Skip to content

Latest commit

 

History

History
296 lines (222 loc) · 12.8 KB

README.md

File metadata and controls

296 lines (222 loc) · 12.8 KB

Overview

This dbt package contains macros that can be (re)used across dbt projects with snowflake. dbt_snow_mask will help to apply Dynamic Data Masking using dbt meta.

Installation Instructions

  • Add the package into your project.

    Example : packages.yml

       - git: "https://github.com/entechlog/dbt-snow-mask.git"
         revision: 0.1.7
       - package: entechlog/dbt_snow_mask
         version: 0.1.7

✅ Packages can be added to your project using either of above options
✅ Please refer to the release version of this repo/dbt hub for the latest revision

  • This package uses dbt_utils package. When using dbt_snow_mask in your project, please install dbt_utils as well. You will get an error if you attempt to use this package without installing dbt_snow_mask

       - package: dbt-labs/dbt_utils
         version: 0.8.2

✅ Please refer to the release version in dbt hub for the latest revision

How to configure database and schema for the masking policy ?

By default this process creates the masking policies in same directory as the database objects. There are 2 methods for changing the default behavior by using the following parameters in your dbt_project.yml

Method 1 : Use a common database

To change the database that your masking polices are created in set the following parameters:

  • use_common_masking_policy_db (optional): Flag to enable the usage of a common db/schema for all masking policies. Valid values are “True” OR "False"

Provided information>
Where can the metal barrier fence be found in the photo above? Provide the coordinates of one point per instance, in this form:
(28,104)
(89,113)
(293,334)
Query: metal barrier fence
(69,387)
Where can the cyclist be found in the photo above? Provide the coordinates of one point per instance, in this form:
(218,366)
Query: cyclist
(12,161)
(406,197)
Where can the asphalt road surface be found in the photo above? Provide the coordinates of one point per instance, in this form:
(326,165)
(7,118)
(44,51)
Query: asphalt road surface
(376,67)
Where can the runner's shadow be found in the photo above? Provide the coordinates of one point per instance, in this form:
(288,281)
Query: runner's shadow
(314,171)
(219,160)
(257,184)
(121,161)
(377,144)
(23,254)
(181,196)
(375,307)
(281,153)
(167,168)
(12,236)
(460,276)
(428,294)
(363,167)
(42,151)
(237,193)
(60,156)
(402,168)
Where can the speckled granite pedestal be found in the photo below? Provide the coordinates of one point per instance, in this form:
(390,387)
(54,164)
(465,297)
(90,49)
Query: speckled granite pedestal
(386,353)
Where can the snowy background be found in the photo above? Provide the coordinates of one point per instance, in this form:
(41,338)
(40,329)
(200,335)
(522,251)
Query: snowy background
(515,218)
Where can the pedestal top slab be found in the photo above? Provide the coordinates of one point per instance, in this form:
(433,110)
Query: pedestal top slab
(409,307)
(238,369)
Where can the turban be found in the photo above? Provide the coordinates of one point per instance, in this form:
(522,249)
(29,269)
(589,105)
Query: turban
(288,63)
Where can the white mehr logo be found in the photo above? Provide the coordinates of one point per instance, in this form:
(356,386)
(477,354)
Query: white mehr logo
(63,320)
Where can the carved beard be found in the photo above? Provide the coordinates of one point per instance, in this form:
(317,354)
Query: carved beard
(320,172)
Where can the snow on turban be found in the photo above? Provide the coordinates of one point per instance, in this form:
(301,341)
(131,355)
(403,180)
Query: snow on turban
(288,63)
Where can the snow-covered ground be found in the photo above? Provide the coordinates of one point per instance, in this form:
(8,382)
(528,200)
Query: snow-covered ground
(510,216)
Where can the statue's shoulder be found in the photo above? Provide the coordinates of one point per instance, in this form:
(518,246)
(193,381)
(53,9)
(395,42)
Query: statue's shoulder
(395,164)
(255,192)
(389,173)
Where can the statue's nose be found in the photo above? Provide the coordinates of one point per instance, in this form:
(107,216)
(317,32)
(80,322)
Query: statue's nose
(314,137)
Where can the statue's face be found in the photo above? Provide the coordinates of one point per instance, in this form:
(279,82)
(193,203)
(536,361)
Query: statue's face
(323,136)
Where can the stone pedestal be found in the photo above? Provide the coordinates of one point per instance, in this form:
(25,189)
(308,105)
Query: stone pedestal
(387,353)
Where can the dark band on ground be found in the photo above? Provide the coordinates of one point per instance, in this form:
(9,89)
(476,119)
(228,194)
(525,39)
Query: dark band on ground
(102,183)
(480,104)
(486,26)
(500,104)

What you need to do> Copy the passage of the README starting with "This dbt package" and going on through "using dbt meta.". The listing comes from a different source than the README.

Complete response>
This dbt package contains macros that can be (re)used across dbt projects with snowflake. dbt_snow_mask will help to apply Dynamic Data Masking using dbt meta.